*** Begin section ***
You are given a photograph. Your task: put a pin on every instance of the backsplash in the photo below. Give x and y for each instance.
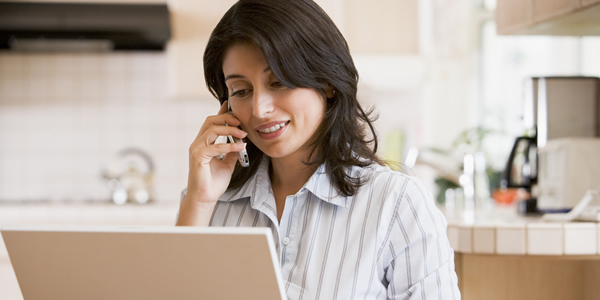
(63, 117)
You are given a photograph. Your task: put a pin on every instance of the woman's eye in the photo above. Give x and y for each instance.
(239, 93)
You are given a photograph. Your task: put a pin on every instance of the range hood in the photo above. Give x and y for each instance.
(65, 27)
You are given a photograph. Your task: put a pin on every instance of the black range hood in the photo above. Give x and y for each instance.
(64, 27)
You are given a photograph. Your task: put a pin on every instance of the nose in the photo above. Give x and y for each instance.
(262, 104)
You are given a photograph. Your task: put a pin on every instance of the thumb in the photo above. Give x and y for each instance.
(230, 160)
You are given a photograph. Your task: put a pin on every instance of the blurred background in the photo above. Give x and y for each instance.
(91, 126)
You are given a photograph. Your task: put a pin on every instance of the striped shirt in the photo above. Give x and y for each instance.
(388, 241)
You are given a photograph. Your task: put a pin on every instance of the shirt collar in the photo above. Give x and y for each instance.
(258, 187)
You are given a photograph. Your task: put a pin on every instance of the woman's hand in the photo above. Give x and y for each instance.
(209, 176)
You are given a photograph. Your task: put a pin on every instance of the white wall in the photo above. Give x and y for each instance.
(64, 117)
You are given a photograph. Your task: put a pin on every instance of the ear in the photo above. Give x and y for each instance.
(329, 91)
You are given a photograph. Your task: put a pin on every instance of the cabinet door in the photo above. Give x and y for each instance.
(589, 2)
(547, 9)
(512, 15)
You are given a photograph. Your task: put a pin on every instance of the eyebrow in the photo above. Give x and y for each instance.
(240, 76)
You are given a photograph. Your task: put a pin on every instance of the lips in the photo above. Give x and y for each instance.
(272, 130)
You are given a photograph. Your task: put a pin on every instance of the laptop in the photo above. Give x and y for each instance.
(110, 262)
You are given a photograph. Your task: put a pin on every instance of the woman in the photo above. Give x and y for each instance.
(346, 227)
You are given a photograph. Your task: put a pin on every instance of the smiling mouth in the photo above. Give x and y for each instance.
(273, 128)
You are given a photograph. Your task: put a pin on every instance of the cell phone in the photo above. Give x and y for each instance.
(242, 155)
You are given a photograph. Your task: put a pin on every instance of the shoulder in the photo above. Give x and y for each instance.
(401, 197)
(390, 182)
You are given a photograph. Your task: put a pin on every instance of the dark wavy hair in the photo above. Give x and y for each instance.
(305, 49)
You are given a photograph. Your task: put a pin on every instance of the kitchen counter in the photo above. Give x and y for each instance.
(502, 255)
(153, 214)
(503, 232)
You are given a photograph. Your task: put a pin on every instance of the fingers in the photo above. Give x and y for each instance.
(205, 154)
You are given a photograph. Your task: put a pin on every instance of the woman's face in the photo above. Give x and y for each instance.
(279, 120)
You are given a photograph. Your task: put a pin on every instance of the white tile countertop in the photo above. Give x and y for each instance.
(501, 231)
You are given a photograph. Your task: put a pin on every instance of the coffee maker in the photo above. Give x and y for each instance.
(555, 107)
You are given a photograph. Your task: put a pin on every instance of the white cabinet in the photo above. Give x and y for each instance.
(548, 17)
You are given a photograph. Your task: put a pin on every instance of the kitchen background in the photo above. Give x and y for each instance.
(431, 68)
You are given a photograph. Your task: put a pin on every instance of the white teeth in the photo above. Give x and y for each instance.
*** End section ***
*** Begin section ***
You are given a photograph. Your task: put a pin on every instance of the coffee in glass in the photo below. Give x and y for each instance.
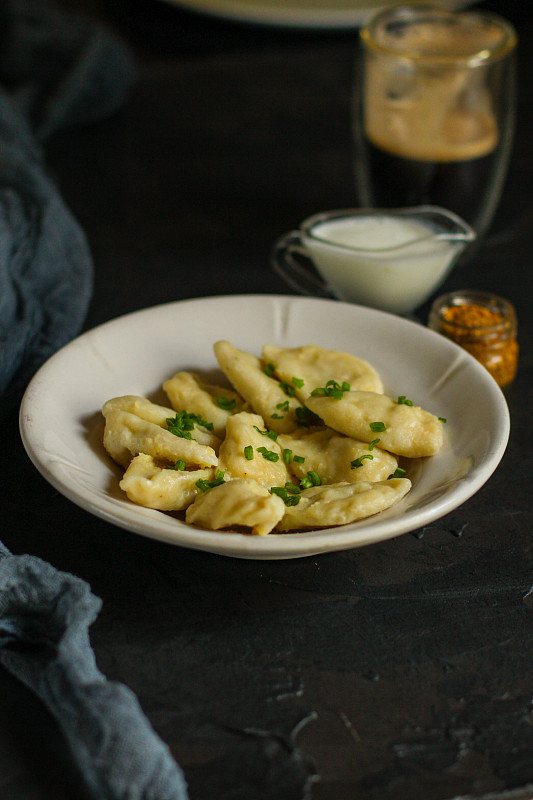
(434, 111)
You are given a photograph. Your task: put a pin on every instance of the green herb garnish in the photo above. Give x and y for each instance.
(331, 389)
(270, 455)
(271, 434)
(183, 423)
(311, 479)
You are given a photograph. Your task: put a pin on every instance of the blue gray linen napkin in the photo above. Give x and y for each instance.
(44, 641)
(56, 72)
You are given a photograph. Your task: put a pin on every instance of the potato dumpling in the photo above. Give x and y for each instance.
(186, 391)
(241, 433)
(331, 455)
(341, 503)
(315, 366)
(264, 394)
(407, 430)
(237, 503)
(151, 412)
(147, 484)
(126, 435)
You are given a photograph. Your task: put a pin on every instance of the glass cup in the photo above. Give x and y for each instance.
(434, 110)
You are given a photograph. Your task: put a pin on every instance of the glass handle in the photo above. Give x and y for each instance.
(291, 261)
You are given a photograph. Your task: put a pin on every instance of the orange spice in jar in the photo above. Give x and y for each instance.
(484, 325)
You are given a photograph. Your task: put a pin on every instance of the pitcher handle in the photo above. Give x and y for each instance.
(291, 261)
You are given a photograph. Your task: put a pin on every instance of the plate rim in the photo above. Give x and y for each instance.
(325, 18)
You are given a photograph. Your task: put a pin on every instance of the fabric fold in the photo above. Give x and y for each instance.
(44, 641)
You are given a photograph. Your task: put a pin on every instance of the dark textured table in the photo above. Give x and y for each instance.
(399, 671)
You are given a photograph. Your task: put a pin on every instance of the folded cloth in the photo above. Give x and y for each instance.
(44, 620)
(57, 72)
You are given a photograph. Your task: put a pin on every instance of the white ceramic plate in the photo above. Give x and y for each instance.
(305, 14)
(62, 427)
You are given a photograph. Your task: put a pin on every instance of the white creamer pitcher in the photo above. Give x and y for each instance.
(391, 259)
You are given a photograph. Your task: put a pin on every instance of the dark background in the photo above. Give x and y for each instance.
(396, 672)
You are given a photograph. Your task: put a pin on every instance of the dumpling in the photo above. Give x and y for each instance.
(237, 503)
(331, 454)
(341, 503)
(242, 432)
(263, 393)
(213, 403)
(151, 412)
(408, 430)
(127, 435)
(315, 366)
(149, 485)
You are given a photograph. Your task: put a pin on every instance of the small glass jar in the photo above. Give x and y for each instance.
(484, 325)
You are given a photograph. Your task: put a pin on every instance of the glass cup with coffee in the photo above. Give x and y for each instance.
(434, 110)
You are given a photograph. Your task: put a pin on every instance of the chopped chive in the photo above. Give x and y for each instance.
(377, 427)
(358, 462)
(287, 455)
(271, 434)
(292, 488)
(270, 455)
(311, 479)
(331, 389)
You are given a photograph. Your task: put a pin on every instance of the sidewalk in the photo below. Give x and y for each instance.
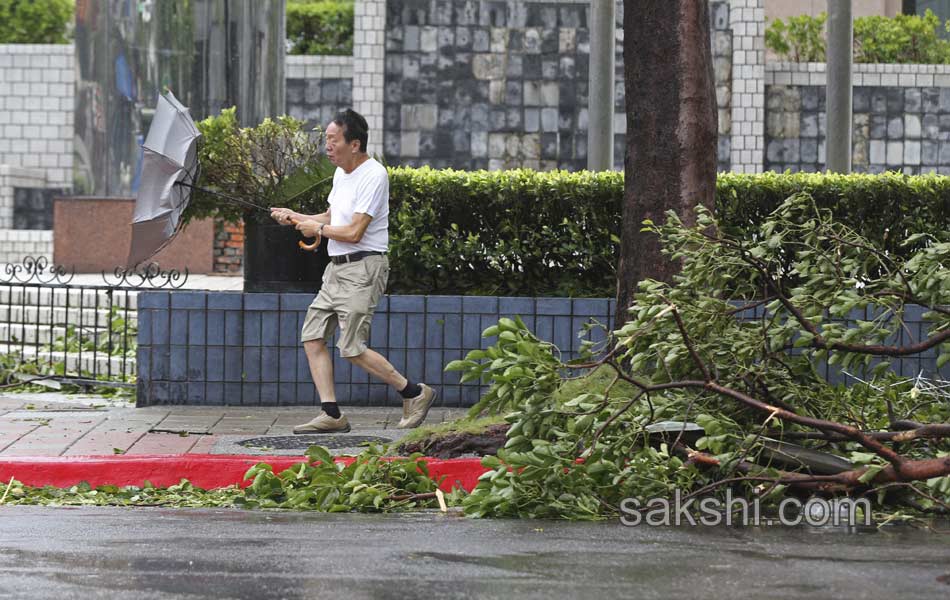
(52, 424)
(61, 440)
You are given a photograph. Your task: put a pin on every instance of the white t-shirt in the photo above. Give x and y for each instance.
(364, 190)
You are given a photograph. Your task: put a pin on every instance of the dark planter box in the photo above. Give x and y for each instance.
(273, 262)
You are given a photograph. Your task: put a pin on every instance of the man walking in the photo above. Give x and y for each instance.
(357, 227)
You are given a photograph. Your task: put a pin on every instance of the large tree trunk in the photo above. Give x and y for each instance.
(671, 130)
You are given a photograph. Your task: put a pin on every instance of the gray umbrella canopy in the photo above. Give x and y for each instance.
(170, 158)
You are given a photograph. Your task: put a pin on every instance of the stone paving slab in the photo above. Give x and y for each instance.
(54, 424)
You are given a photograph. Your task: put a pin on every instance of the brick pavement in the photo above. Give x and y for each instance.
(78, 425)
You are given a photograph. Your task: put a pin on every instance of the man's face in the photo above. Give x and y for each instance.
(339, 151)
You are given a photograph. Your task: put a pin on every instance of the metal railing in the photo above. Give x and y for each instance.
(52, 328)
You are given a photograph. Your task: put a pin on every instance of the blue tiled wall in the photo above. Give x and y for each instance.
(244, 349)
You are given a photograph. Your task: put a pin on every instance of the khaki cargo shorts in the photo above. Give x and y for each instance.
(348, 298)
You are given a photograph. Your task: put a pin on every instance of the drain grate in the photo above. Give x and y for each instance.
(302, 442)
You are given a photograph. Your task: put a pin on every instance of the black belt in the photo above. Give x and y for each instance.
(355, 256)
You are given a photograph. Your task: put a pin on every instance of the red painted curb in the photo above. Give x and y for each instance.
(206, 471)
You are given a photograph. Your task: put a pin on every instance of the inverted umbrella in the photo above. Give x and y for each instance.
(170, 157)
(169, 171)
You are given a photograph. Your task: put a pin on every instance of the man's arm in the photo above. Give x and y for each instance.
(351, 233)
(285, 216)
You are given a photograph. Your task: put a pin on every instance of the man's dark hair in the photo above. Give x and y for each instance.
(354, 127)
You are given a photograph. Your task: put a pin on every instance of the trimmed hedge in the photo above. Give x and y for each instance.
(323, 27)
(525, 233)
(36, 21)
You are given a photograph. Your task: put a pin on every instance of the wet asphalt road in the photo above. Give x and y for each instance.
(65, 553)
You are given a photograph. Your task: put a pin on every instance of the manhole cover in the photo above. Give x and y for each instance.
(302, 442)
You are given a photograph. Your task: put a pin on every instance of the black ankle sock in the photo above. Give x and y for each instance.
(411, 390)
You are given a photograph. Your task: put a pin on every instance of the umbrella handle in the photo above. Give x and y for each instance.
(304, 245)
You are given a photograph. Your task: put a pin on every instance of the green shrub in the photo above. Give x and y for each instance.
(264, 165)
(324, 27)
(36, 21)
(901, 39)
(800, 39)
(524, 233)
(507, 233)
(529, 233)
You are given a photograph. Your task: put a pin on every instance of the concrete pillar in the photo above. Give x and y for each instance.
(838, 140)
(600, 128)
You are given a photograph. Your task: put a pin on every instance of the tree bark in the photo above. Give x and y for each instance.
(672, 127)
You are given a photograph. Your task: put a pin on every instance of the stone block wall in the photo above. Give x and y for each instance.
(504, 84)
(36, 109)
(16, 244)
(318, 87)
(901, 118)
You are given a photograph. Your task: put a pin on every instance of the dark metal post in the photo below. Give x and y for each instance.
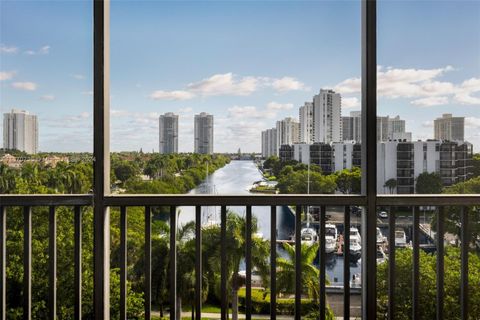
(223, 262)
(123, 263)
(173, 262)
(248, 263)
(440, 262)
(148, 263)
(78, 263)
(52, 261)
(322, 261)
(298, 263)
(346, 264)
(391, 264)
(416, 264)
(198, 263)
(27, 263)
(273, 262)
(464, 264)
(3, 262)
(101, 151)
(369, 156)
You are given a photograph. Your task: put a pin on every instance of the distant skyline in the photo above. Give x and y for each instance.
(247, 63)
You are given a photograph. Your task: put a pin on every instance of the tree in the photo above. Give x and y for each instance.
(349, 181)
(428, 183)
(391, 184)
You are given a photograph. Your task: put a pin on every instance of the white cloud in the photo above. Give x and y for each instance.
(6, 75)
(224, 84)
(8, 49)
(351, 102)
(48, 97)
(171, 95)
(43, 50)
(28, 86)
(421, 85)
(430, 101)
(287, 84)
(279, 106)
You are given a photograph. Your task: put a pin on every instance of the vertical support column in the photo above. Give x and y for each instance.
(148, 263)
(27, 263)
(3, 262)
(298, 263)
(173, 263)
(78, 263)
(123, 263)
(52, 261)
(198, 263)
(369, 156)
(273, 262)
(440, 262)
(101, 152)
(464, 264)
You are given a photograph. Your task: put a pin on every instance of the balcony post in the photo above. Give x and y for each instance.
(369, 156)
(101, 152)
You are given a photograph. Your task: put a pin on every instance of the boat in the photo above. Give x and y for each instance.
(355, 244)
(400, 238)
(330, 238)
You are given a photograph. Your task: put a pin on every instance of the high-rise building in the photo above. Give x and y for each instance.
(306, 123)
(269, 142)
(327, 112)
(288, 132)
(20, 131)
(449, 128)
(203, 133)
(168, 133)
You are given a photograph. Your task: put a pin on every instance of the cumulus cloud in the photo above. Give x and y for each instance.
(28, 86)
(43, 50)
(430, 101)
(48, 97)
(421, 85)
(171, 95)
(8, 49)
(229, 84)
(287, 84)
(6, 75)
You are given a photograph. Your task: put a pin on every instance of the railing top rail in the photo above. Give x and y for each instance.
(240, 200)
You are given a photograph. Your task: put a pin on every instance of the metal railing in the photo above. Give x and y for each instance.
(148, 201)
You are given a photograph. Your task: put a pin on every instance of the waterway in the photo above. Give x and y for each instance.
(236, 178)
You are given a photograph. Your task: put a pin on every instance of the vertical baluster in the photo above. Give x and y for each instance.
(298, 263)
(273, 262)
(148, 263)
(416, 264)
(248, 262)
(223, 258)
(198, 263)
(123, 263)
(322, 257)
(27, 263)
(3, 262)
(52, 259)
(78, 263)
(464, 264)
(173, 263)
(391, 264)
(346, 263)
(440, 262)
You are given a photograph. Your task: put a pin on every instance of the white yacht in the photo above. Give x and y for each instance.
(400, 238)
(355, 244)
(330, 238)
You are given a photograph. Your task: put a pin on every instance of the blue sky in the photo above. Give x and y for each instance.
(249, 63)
*** End section ***
*** Begin section ***
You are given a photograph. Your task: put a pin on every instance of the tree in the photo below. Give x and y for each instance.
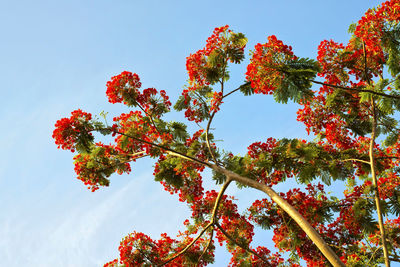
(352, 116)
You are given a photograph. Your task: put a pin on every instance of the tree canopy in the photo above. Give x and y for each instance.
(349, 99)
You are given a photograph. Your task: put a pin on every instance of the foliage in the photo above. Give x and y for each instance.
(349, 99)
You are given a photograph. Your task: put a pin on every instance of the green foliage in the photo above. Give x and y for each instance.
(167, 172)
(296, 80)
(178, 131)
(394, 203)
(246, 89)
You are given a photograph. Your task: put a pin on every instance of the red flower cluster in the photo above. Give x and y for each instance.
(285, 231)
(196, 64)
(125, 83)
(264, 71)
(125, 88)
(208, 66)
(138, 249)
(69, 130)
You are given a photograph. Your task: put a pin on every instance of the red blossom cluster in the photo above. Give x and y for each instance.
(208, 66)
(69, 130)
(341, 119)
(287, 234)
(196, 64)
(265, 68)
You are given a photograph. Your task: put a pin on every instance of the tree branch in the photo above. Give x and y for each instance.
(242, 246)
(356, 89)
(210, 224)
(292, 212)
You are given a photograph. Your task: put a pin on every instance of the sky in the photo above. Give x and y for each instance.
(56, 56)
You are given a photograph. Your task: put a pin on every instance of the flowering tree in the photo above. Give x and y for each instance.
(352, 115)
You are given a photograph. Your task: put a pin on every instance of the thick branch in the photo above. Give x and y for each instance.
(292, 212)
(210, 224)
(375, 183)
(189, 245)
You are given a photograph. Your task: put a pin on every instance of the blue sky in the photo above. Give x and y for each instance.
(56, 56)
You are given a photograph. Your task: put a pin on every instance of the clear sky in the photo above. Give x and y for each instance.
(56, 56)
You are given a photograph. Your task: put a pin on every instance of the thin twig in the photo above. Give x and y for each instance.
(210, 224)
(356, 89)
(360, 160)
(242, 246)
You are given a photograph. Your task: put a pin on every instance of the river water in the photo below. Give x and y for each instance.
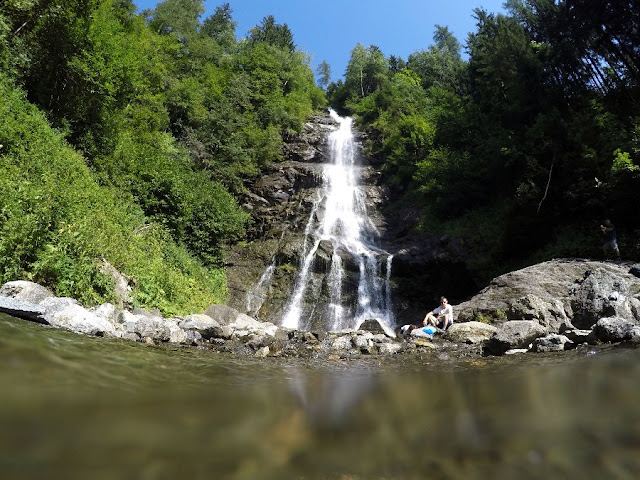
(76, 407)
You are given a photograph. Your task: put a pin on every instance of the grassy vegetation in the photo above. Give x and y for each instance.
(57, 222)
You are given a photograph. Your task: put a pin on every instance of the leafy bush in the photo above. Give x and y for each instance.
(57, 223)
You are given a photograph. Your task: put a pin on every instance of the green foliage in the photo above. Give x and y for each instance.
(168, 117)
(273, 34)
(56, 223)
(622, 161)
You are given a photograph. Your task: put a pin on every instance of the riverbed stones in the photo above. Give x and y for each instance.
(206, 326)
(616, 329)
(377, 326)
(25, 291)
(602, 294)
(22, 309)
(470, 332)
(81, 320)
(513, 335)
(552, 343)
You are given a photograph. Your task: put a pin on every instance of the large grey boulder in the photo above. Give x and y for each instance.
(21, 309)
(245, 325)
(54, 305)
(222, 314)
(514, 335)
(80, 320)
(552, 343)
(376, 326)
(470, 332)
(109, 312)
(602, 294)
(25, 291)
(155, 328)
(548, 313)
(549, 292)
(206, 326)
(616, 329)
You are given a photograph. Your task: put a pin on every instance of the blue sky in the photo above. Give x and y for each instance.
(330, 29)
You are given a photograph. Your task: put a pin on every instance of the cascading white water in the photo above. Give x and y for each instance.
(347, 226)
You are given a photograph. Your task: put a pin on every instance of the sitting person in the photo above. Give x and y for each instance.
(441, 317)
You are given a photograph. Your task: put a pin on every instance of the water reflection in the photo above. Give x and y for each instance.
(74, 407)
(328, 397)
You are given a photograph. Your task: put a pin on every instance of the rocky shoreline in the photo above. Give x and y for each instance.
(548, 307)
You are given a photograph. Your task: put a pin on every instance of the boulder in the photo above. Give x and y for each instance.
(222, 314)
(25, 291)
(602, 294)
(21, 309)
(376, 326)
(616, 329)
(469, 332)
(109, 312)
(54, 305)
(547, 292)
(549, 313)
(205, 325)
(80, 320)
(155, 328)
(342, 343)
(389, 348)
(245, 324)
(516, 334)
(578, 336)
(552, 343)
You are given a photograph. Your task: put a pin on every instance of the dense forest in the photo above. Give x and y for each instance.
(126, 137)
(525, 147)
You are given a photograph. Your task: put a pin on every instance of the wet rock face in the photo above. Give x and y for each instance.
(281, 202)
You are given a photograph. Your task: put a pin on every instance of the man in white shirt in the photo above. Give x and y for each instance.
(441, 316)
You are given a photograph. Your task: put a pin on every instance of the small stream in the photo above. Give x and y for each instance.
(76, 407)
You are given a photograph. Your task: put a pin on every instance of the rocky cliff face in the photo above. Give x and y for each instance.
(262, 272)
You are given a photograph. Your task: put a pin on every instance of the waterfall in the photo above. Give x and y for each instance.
*** End section ***
### WHAT YOU NEED TO DO
Once you find the line with "the kitchen background" in the entries above, output it and each line after it up to and including the line with "the white teeth", and nothing else.

### EXPECTED ANSWER
You are given a photograph. Your task: put a pin on every instance of the kitchen background in the photo above. Give x and y for each instance.
(431, 68)
You are given a photograph. Your task: put a pin on every instance of the white teeth in the photo above. Give x and y for each instance.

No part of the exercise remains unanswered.